At an airport shop, I stand dumbfounded before a wall of shelves brimming with roasted nuts in miniature packaging sporting inflated prices when a toddler grabs my attention with their directed giggling. I become utterly disarmed in the face of a good session of peek-a-boo.
It strikes me how fundamentally fascinated we are with visibility. Now you see me; now you don’t. Now you see me. Now you—don’t. And this human fascination with visibility is fully on display in the new series published by Deep Vellum called Best Literary Translations, which places translators (thirty-eight of them) and editors (five) center stage—alongside the fifty-two journals who nominated a combined five hundred pieces for consideration. (Let me also point out another occasionally overlooked narrative voice of a book: the copyright page, where it will be clear to you, if it wasn’t already, once you get to the line “used by permission of Metallica,” that you’re in for a treat.)
The ambitions of Best Literary Translations 2024, the series debut, are immediately evident in its dedication to the memory of translator Edith Grossman, who died in 2023 after a prolific career translating from Spanish. It seems appropriate to honor her work by including more translations out of various Spanishes than any other language group (Arabic comes second). The coeditors outline their own personal goals for the series in their introduction: to create “an enduring platform for translation to be appreciated as an artform in its own right”; and for this platform to be “a curative to parochial thinking” by “present[ing] voices from around the world, paying special attention to lesser-known literatures and languages” (15).
The collection celebrates the multiplicity of artforms and languages. Here is Old Egyptian, and Chinese, and Italian, and Tigrinya, and Kurdish, and Burmese, and Greek, and Russian. I could fill the page with the languages of the collection. It is refreshing to see all these languages within the same covers. Let me air a bias: Inclined to search for any variation of Serbo-Croatian, Bosnian, Croatian, Montenegrin, or Serbian, etc., in the table of contents, I sadly came up short. As an editor, I can understand how selections are determined in large part by submissions—but perhaps this can serve as a friendly nudge/witch’s spell for submitters sending their entries for Best Literary Translations 2025.
The collection’s interventions don’t stop there: the pieces are formally diverse as well. You’ll find poems, essays, short stories, and other pieces more difficult to describe generically. Gala Pushkarenko’s poem “Water_Miniatures,” translated from Russian by Dmitri Manin and originally published in AzonaL, opens: “1. / Object: It seems to me important to know that we can’t speak / It seems to me important to realize that you can’t say: snow” (142). In Rolla Barraq’s poem “We Will Survive,” translated from Arabic by Muntather Alsawad and Jeffrey Clapp and first appearing in MAYDAY, there’s a line that speaks to two themes of the collection—grief and futures: “The children will go to school. / They will read ‘Home’ or ‘The boy planted a rose’ or ‘The girl fed a cat.’ / They will draw houses with large open doors and no fences” (41). And still other related themes—of the respite offered by strength, as in Vito Apüshana’s “Bird-women,” translated from Spanish and Wayuu by Maurice Rodriguez and first appearing in ANMLY: “And since then, I have been discovering the hidden feathers / of the women who shelter us” (176). And lines in prose that, taken out of context, take the guise of poetry: “I’m the corpse of a Libyan citizen dumped on Zeit Street”—from “The Reeling City” by Najwa Bin Shatwan, translated from Arabic by Mona Zaki and first published in the Michigan Quarterly Review.

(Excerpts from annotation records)
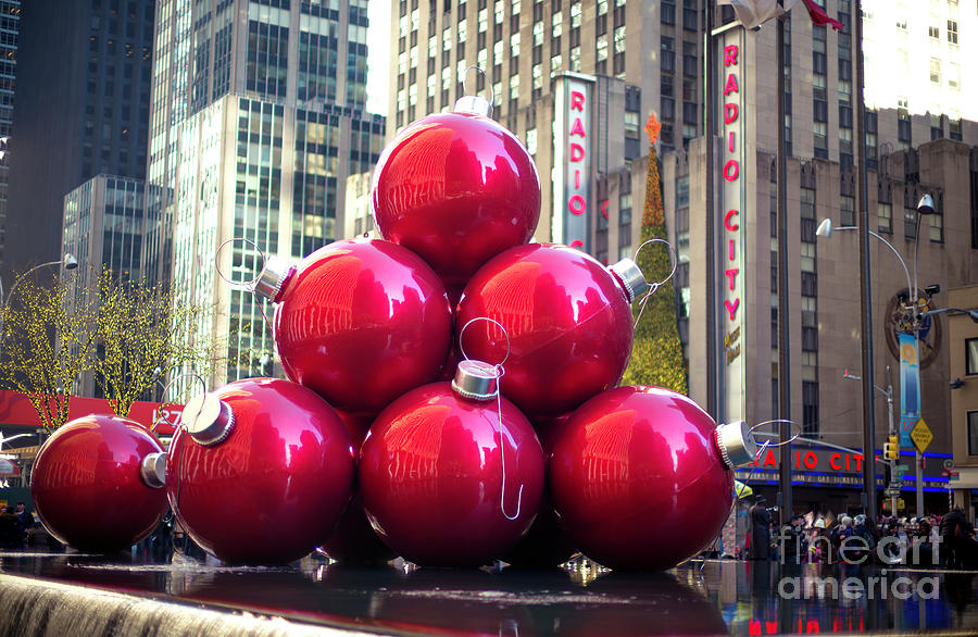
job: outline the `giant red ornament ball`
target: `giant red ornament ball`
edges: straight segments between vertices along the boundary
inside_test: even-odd
[[[739,447],[724,442],[730,435]],[[605,566],[675,566],[706,548],[730,514],[731,463],[751,460],[743,449],[752,440],[743,439],[750,435],[742,423],[717,427],[692,400],[667,389],[618,387],[595,396],[570,416],[550,459],[561,524]]]
[[[170,503],[221,560],[298,560],[329,535],[353,489],[353,447],[337,415],[289,380],[249,378],[195,397],[171,442]]]
[[[638,272],[626,261],[632,274]],[[630,303],[644,286],[641,273],[626,279],[566,246],[506,250],[465,286],[456,316],[460,327],[487,317],[505,333],[489,323],[473,325],[462,335],[462,348],[474,359],[505,360],[502,394],[527,416],[567,413],[617,385],[625,373]]]
[[[481,391],[466,398],[453,386],[457,375],[396,400],[360,451],[371,524],[396,553],[423,566],[502,557],[529,528],[543,491],[543,453],[529,421],[509,400]]]
[[[335,241],[298,268],[269,260],[255,291],[278,303],[275,342],[286,374],[337,409],[377,414],[434,380],[448,357],[444,287],[389,241]]]
[[[80,551],[128,549],[166,513],[162,476],[153,471],[162,451],[146,427],[127,419],[92,414],[66,423],[34,461],[30,497],[38,517]]]
[[[526,243],[540,217],[534,160],[485,116],[487,104],[466,97],[455,112],[414,122],[374,170],[371,200],[380,235],[421,254],[450,289]]]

Required tasks -
1. In the review of Best Literary Translations 2024, to whose memory is the collection dedicated?
2. Carry on the review of Best Literary Translations 2024 from its last sentence.

Exercise responses -
1. Translator Edith Grossman, who died in 2023.

2.
Unique to this “best” series are the translators’ notes that follow each piece. At their best, the notes implicitly witness the enormous disservice imperial and/or nationalized language names do to the complexity of the writers’ and translators’ work. In that sense, counting the languages in this debut misses the point. For example, you might learn for the first time that, in the words of translator Edith Adams, the poetics of Daniela Catrileo “reflects on the contours and multiplicities of Mapuche identity in the wake of exile, migration, and colonization, both historical and ongoing” (36). You might learn for the first time that, in translating Behçet Necatigil, Neil P. Doherty set out to “develop a ‘Necatigil language’ within English” (99). You might learn for the first time, through translator Kareem James Abu-Zeid, of the North Macedonian context of Najwan Darwish’s poem “Near the Shrine of Saint Naum.”
The coeditors succinctly attend to the falsity of supposed singular equivalences between languages: “Single words are broken into constellations of potential meanings” (11). So it is with languages themselves. This is not to say that language names need makeovers (they do), but that a mainstreamed understanding of the histories of linguistic relationships and the art of translation could use the care and nuance found in the best translators’ notes.
Were I tasked with entertaining the art of suggestion (I’m convinced all Yugoslavs know this art—of “prijedlog”—well), I could say I would have liked to see an inclusion, excerpted or whole, of the source texts. I would have loved to dip, for however long, into the world of decisions each translator made in their interpretive performance, and to have those decisions acknowledged in more sustained translators’ notes. Perhaps especially in light of the editors’ goal for the collection to be a curative to parochialism, some readers would take to more guidance. Because sometimes, even in their most visible moments, translators run offstage.
Ena Selimović is a Yugoslav-born writer and co-founder of Turkoslavia, a translation collective and journal. Her work has appeared in the Periodical of the Modern Language Association, Words Without Borders, Los Angeles Review of Books, and World Literature Today, among others, and has received support from the American Literary Translators Association, the American Council of Learned Societies, and the National Endowment for the Arts. She holds a Ph.D. in comparative literature from Washington University in St. Louis. You can learn more about her work at turkoslavia.com.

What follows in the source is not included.